### TASKS
**a.** In the job-script notes, where does start_jobs.py save its logs?
**b.** Quote the job-script notes from "Some of our" through "desired project name.".
**c.** Pick up the job-script notes from the point where they stop and keep writing.

### SOURCE EXCERPT
┌──
These scripts are very minimal compared to the others in this repository. I have one copy of these scripts for each project I work on, since things like the Python environment are hardcoded. Some features I like about them: the job submission script saves a permanent record of every job I submit (commands used, job ID, etc), and this script is simple enough that you can just quickly write a few lines of Python to create any list of jobs to be submitted.
There are two scripts in here: start_jobs.py, is the one which you call to submit jobs and which internally calls sbatch ... job.sh. Then job.sh contains the code that is executed on the cluster. The same job.sh file can be used to run different commands since it runs exec $COMMAND, executing any command passed in with the environment variable COMMAND. This environment variable is set before submitting each job in start_jobs.py.
In my ~/.bashrc file I have the line export SCRATCH="/ubc/cs/research/plai-scratch/wsgh", which sets an environment variable to point to my directory in plai-scratch. start_jobs.py is configured to save logs inside a subdirectory of this ($SCRATCH/slurm-outputs), using this environment variable, and so for this to work I recommend adding a similar line in your ~/.bashrc. Once you have added it to your ~/.bashrc and run source ~/.bashrc, you will then need to make the subdirectory by running mkdir $SCRATCH/slurm-outputs.
Some of our codebases which log to wandb.ai/ use the environment variables WANDB_ENTITY and WANDB_PROJECT internally to find where to log to. These are hardcoded inside job.sh, so modify these to your own wandb username/teamname and desired project name.
There is a line in job.sh to activate a Python environment. Edit this line to whatever command you use to start your Python environment. Similarly, the line after that goes to whichever directory my codebase for the project lives in. Edit this as well.
└──
### DATA LINES
┌──
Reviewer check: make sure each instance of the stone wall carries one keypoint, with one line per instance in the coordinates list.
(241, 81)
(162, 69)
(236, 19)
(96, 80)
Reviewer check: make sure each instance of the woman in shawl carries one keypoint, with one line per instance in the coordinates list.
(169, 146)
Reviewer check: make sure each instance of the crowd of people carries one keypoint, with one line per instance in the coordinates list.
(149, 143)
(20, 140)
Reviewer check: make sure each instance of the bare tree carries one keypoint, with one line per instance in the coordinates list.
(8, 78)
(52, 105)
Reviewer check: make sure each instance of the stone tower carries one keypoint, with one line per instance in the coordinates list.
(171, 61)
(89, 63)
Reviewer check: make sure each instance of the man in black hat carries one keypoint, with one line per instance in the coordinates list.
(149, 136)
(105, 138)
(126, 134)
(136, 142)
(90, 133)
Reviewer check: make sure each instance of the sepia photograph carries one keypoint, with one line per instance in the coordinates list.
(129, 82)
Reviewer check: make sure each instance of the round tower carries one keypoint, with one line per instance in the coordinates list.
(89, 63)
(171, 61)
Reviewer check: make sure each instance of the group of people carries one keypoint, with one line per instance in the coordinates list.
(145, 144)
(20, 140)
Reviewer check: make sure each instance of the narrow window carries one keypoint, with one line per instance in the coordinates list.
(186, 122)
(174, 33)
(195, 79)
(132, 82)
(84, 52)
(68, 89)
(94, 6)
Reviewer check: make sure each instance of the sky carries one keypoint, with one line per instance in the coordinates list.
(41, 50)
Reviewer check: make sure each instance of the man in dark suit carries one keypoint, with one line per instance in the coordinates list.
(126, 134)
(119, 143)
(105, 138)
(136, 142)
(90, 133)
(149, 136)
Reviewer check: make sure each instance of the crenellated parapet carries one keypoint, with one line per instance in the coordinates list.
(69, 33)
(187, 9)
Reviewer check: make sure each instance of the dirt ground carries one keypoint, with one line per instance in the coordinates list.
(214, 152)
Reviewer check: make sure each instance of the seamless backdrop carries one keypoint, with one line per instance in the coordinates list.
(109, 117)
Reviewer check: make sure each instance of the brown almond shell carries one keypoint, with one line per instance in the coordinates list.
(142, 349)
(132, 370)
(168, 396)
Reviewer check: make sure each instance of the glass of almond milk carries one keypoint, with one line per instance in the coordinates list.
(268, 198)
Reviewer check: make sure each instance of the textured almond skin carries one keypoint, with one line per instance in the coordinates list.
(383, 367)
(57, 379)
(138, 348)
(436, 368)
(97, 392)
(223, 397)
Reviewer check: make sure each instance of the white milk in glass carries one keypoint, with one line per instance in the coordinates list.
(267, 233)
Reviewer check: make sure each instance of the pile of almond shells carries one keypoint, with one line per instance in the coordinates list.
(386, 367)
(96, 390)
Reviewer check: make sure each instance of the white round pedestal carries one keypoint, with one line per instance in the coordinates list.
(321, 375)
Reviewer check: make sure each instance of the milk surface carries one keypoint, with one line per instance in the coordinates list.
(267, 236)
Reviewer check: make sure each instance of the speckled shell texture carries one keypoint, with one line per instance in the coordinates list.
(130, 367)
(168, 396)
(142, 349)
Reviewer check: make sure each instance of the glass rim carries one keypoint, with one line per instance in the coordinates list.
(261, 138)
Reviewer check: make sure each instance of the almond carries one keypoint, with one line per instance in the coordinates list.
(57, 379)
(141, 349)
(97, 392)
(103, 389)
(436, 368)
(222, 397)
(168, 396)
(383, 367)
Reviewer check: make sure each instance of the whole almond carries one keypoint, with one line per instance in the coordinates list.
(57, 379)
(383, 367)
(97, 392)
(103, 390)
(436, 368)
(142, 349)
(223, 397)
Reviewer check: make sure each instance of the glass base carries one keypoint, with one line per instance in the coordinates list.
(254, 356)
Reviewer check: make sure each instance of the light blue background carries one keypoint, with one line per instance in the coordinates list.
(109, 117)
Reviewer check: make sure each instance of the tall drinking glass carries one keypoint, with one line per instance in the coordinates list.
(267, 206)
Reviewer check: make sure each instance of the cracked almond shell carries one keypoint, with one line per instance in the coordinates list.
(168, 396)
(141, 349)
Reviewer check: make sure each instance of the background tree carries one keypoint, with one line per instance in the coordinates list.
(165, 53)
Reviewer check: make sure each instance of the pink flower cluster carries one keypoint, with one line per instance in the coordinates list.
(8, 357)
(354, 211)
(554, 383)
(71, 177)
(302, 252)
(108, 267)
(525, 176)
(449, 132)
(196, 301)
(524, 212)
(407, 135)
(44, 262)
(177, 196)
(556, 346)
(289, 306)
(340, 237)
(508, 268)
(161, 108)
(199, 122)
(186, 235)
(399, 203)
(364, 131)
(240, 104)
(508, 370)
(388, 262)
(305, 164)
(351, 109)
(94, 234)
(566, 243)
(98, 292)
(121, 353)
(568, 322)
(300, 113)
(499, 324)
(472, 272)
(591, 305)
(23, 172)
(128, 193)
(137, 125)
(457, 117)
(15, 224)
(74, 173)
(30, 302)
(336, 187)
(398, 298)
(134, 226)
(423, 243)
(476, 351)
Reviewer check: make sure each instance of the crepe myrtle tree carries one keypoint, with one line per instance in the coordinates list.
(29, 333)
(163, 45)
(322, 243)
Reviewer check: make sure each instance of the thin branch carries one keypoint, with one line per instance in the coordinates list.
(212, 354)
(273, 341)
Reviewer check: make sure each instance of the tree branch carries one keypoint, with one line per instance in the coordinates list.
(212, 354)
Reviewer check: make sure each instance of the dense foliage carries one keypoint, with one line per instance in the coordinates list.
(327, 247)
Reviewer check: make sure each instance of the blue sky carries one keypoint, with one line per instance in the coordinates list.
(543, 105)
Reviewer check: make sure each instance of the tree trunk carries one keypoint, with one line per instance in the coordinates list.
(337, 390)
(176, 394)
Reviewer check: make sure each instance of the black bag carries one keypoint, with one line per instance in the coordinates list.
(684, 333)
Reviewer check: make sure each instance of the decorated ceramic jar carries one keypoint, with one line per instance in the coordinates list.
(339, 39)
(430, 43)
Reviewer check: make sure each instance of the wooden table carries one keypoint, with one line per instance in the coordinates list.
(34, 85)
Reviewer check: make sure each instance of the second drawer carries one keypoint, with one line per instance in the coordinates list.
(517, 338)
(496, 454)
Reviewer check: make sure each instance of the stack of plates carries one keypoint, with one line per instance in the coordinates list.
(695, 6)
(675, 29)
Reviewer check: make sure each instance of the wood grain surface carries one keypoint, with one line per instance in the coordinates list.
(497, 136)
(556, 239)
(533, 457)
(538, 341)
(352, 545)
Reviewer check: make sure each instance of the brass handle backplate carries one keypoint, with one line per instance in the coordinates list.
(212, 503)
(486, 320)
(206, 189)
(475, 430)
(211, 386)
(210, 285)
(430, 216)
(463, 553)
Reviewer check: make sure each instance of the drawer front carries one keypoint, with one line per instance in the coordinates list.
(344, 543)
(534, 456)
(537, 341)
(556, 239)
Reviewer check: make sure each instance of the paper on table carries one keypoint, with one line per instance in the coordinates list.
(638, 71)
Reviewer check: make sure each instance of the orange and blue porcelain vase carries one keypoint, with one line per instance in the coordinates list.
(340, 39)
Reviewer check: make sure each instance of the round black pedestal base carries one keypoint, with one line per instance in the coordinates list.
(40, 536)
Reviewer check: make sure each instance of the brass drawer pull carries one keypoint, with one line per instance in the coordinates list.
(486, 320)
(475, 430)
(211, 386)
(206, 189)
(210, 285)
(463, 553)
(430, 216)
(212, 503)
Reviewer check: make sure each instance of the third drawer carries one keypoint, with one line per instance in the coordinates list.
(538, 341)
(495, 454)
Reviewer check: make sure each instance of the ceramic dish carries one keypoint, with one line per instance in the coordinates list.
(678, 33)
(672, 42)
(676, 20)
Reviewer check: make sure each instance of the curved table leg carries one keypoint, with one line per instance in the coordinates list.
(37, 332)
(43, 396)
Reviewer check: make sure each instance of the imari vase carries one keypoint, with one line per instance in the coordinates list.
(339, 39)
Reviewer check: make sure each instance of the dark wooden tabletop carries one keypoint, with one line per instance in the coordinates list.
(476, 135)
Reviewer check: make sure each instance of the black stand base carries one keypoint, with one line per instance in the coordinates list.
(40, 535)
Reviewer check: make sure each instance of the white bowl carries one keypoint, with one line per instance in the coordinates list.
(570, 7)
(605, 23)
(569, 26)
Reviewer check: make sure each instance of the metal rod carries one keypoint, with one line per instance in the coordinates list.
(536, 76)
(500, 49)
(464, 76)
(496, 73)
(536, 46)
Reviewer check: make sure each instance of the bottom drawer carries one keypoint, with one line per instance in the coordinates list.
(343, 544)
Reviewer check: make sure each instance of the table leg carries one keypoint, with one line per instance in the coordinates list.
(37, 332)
└──
### TASK-BY-TASK OUTPUTS
**a.** In $SCRATCH/slurm-outputs.

**b.**
Some of our codebases which log to wandb.ai/ use the environment variables WANDB_ENTITY and WANDB_PROJECT internally to find where to log to. These are hardcoded inside job.sh, so modify these to your own wandb username/teamname and desired project name.

**c.**
These scripts as given are for the PLAI cluster, to be submitted on borg, since the sbatch command inside start_jobs.py is given -p plai as an argument. You should change this to -p ubcml-rti to run on the UBC ML cluster, and to something like --account=rrg-kevinlb for Compute Canada.
Inside start_jobs.py, the commands list defines which jobs will be started. It is a list of tuples. Each tuple describes a single job to start. You will want to change the first item in each tuple, the job name (which will show whenever you call squeue -u $USER to check on your running jobs). The second item is the number of GPUs that the job will use, currently set to 1. The third item in each tuple is the number of hours that the job should run for. The fourth item is the command itself that should be run, e.g. python train.py ... . Modify all of these to whatever parameters you desire.
I like defining this list of commands inside a Python script since it makes it trivially each to run searches lists of parameters by e.g. using a list comprehension:
commands = [
('example-job-name', 1, 3, f"python train.py --seed {seed}"),
for seed in range(10)
]
or by naively listing them, or in any other way.
Once your commands are set up, just run python start_jobs.py. Output will be printed to the terminal for each command submitted and should look something like:
wsgh@borg:will$ python3 start_jobs.py
sbatch -p plai --export=all --ntasks=1 -t 3:0:0 --mem=12000 --cpus-per-task 5 --gres=gpu:1 -J example-job-name --output="/ubc/cs/research/plai-scratch/wsgh/slurm-outputs/%j.out" --error="/ubc/cs/research/plai-scratch/wsgh/slurm-outputs/%j.err" job.sh
python -V
Submitted batch job 1077919
All of the output printed to the terminal when you run python start_jobs.py is also appended to history.txt in this folder, giving a permanent record of all the jobs/commands you've ever submitted, with their training commands, sbatch commands, and job IDs
Your job will also save a {job_id}.out and {job_id}.err file inside $SCRATCH/slurm-outputs if everything is configured correctly. If you want to find these files for a particular job you submitted but don't know it's job id, check in history.txt, which will contain the job id.
If you want to make it really easy to re-submit old jobs, just comment-out and never delete the Python code you write to submit them. E.g.
commands = [
('sample-ffhq', 1, 3, "torchrun --standalone --nproc_per_node=${GPUS} generate.py --seeds=0-49999 --batch=64 --network=training-runs/2updi9be/network-snapshot-020224.pkl --steps 40 --S_churn 50 --S_noise 1.007 --parallel_id 1"),
# ('sample-ffhq', 1, 3, "torchrun --standalone --nproc_per_node=${GPUS} generate.py --seeds=0-49999 --batch=64 --network=training-runs/l9ksfiar/network-snapshot-020224.pkl --steps 40 --S_churn 50 --S_noise 1.007 --parallel_id 1"),
#
# ...more commented out lines...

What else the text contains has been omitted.